[Stored data entries]
------------------------------------
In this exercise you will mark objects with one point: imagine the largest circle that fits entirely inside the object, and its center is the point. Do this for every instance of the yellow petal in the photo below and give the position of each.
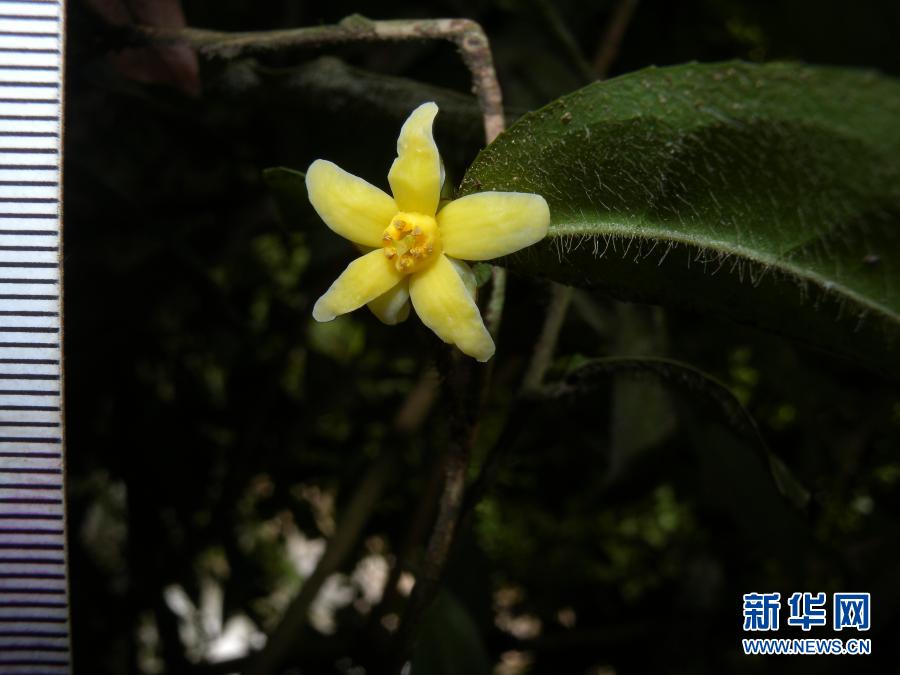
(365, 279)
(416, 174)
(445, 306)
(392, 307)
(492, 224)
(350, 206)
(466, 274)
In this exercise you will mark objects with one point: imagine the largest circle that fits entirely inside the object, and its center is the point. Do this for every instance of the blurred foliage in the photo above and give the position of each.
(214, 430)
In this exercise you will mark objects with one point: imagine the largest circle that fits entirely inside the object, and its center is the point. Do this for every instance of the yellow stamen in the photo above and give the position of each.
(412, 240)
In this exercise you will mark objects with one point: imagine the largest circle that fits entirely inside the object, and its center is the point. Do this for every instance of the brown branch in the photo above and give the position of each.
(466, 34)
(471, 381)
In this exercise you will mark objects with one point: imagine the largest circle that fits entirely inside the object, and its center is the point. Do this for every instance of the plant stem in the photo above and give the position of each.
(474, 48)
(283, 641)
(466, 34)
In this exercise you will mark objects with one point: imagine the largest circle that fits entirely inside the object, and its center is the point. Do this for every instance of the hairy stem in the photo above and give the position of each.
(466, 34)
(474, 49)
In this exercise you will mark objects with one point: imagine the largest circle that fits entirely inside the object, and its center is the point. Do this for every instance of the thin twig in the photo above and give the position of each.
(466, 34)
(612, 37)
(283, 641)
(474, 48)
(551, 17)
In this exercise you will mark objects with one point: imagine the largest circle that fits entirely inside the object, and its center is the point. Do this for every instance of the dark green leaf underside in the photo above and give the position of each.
------------------------------------
Set down all records verbatim, omitting images.

In this exercise you will mark objects with one point: imagine the largest circle that fits entirely inside the object, and its center is the point. Do this for every instance of the yellow petal in the photo below and give the position of each.
(365, 279)
(416, 174)
(445, 306)
(392, 307)
(492, 224)
(350, 206)
(466, 274)
In this exercise you will mark objects with one point: imagine the largest circle that fits entirely inside the object, and its center is the point. Do this for every instance of the blurred foliage in the photo above and give the position of each.
(214, 430)
In this exercise you will mark objects with one point: imagine the largest circle that fits entirely inside the object, and its center is the point. Do this for every instance of the yellow stamen in the photo above and give the position of each.
(412, 240)
In this exercise you will mark objects with one point: imagine the largest circle that fits entirely inside the object, and its center is the point. Do this for every instance of the brown branch in the photo above and give the position of each.
(466, 34)
(471, 381)
In this exercise you will mark objects with one point: imagine the largest circle that fits entirely inside the object, and its center is the point. Do this for every instance of the plant stem in the photo above and give the position of each.
(474, 48)
(283, 641)
(466, 34)
In this exercise you will mark objects with one point: imagine the largest circle that fits entirely inside the object, and its center is the point. Do this for every instance of the hairy stem in the photo above and give the position of each.
(466, 34)
(474, 49)
In this exercise you will mark objects with one point: imagine the largest circle that fits entirely inside the object, and its center is the point. Do this for every instance of the thin twig in the photo above and give the position of each.
(466, 34)
(612, 37)
(283, 641)
(474, 48)
(551, 17)
In this exercise you will mark objects with one point: imagine the largest circle that fits entirely inside the object, and its center is the point. Do this for every instance of the dark green leaf underside in the photo above and give the position of each.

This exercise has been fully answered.